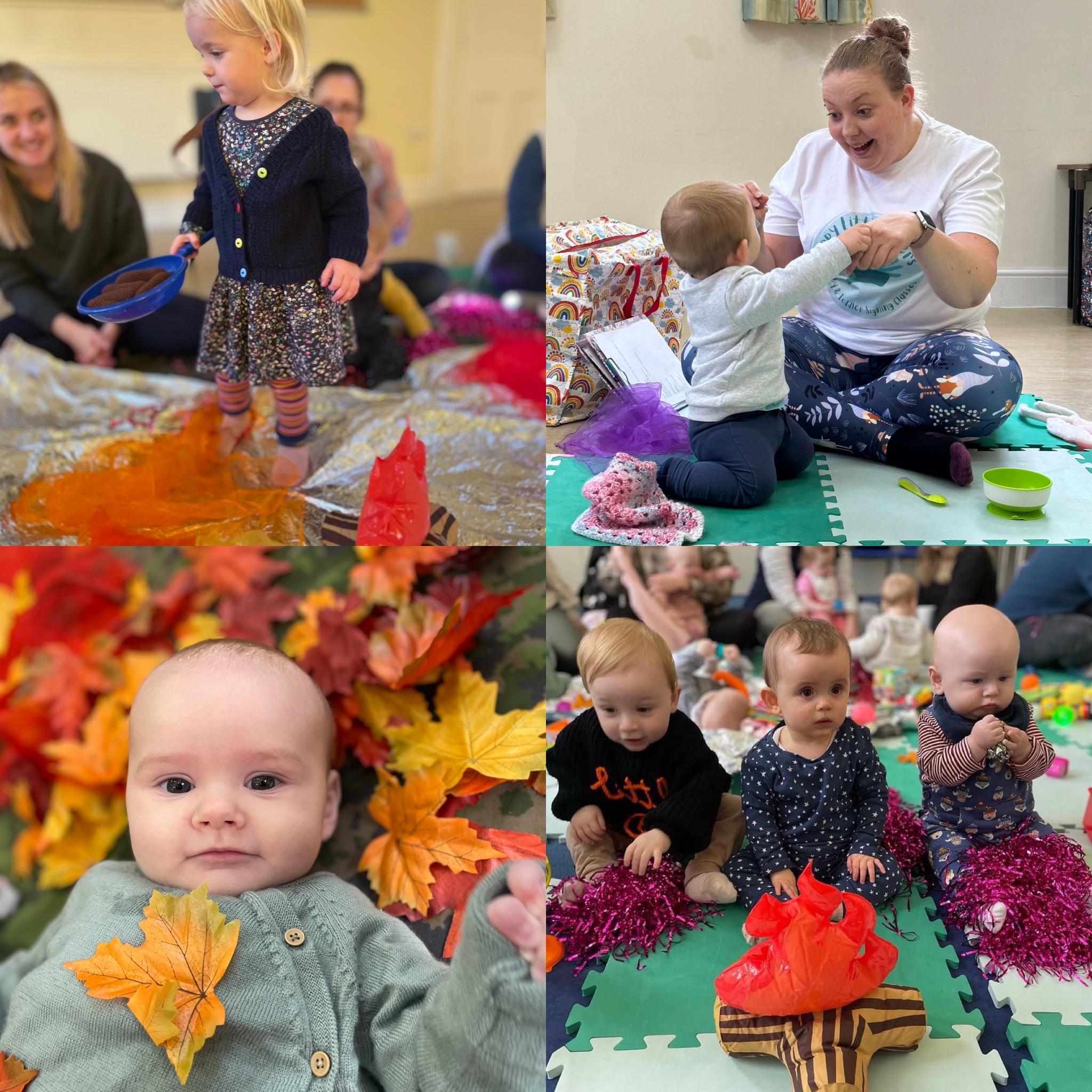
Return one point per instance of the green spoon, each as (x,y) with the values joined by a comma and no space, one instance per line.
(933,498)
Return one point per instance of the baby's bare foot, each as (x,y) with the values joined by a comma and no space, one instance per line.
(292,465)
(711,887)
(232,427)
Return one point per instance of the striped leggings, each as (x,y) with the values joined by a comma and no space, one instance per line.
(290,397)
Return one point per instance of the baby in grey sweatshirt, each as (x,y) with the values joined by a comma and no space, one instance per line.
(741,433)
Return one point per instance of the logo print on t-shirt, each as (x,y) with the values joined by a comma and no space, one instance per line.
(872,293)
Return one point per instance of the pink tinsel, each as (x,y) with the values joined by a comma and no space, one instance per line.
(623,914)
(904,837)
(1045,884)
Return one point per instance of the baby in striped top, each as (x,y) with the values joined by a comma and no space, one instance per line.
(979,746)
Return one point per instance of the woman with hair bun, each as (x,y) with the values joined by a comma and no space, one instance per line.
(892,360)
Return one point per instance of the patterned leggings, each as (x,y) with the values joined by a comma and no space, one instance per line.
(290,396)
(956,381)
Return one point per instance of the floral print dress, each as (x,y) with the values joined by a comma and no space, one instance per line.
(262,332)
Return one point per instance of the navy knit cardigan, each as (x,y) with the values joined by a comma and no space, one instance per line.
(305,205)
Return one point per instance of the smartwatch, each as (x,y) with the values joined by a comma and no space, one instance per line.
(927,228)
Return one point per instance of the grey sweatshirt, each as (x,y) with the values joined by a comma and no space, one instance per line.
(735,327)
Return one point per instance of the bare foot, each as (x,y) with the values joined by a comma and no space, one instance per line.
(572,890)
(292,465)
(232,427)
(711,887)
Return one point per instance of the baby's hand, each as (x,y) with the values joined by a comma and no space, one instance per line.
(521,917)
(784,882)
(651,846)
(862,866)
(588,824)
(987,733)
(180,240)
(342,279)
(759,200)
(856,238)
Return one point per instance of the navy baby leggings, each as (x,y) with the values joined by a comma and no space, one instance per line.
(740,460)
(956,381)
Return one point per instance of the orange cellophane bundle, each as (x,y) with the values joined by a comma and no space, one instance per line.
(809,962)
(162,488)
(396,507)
◆ ◆ ◆ ◆
과제: "Return one point per instance of the bare"이 들어 있는 줄에서 시작해 자료 끝까지를 다시 적되, "cellophane"를 "plastic"로 바꾸고 나머지는 그대로 둘 수 있나요?

올바른 출력:
Return one point per instance of the bare foot, each as (x,y) with the values joined by a comma and no space, one instance per line.
(572,890)
(292,465)
(232,427)
(711,887)
Return one point per instance of the baby's hand, each as (x,y) with the values joined by a comma and no space, one instance per line.
(521,917)
(784,882)
(651,846)
(862,866)
(588,824)
(987,733)
(180,240)
(342,279)
(759,200)
(856,238)
Return one point per instance of the navy baby leggings, each as (x,y) with the values joined by a comma and no space, one instance per line.
(740,460)
(956,381)
Return one point per instance of the orange plastic bundle, each as (x,y) with the values joined by a comma and no space, one instance per line.
(809,962)
(162,488)
(396,507)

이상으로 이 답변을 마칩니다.